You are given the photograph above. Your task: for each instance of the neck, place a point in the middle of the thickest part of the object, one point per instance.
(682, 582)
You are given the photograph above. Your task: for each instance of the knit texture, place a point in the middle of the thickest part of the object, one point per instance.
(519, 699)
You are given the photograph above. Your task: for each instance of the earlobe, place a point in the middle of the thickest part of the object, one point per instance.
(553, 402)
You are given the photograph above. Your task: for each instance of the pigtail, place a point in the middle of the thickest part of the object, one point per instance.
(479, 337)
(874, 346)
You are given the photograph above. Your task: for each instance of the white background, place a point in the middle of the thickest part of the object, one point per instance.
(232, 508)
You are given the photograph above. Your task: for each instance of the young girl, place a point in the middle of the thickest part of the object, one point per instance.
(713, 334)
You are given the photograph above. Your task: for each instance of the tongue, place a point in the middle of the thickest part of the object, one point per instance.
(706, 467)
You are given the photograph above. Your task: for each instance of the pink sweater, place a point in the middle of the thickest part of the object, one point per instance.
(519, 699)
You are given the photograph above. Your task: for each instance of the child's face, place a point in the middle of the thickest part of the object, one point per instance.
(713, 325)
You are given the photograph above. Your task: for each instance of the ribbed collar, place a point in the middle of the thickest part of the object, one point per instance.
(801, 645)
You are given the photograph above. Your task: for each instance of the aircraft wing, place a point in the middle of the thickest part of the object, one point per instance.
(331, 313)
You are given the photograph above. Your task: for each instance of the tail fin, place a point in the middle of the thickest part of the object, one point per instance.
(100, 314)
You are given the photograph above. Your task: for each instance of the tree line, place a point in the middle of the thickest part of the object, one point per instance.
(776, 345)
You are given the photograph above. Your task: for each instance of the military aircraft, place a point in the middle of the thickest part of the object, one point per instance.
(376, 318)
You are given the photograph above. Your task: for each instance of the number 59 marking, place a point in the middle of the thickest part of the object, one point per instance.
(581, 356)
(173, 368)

◆ ◆ ◆ ◆

EXERCISE INSTRUCTIONS: Please repeat the listing exactly, with nothing left out.

COMPLETE RESPONSE:
You are given the photograph above. Your task: for each instance of the neck, place a point in the middle of the thickest part of the object, one point per instance.
(682, 582)
You are given the photograph above. Your task: for each instance of the knit texture, place a point in the middle of the thickest part of the object, one point per instance.
(519, 699)
You are given the photograph above. Your task: for each instance of the earlobe, place a point in the middle of the thickest part of the object, one point per instance.
(553, 402)
You are given the photograph above. Your task: for each instance of the pigtail, place a point in the middle of the thickest part of the object, one point per instance.
(479, 337)
(874, 346)
You are given the photograph above. Your task: for each instance of the white background, place a point in the middle of the thickest part of the object, one point per instance.
(232, 508)
You are given the photograph above. Your task: for each instance of the young girl, place a point in the middle of the thickest part of the object, one point per instance.
(713, 334)
You are given the photograph above. Your task: for each instance of the tongue, place a point in the middle of the thickest part of the object, one point per instance.
(706, 467)
You are given the photograph above. Your task: for each instance of the pink sweater, place a point in the middle of the thickest part of the object, one point per instance.
(519, 699)
You are given the photograph above. Your task: for each instance of the child's face, place a point in the middle of the thickest part of the object, one point per instance.
(713, 325)
You are given the photograph above. Your task: for each instance of the ribbed collar, place a point in the middle of the thickest part of the object, one point per instance.
(801, 645)
You are given the photograph above. Your task: for each instance of the aircraft wing, place a point in the middle of the thickest part of the object, one point per instance.
(331, 313)
You are given the photograph above. Your task: for each instance of the tail fin, place a point in the middle of the thickest part of the object, one point per instance.
(100, 314)
You are given the photograph above. Your task: for each instance of the tree line, place a point in the middle of the thickest part of the object, one point per instance.
(776, 345)
You are given the photograph above. Your task: for each instance of the military aircraft, place a point in the middle of the thickest part of the object, one point per instance.
(376, 318)
You are given the photograph above. Your task: for each instance of the number 59 marking, place a point in the middle of the thickest part of the object, one point per instance.
(581, 356)
(173, 368)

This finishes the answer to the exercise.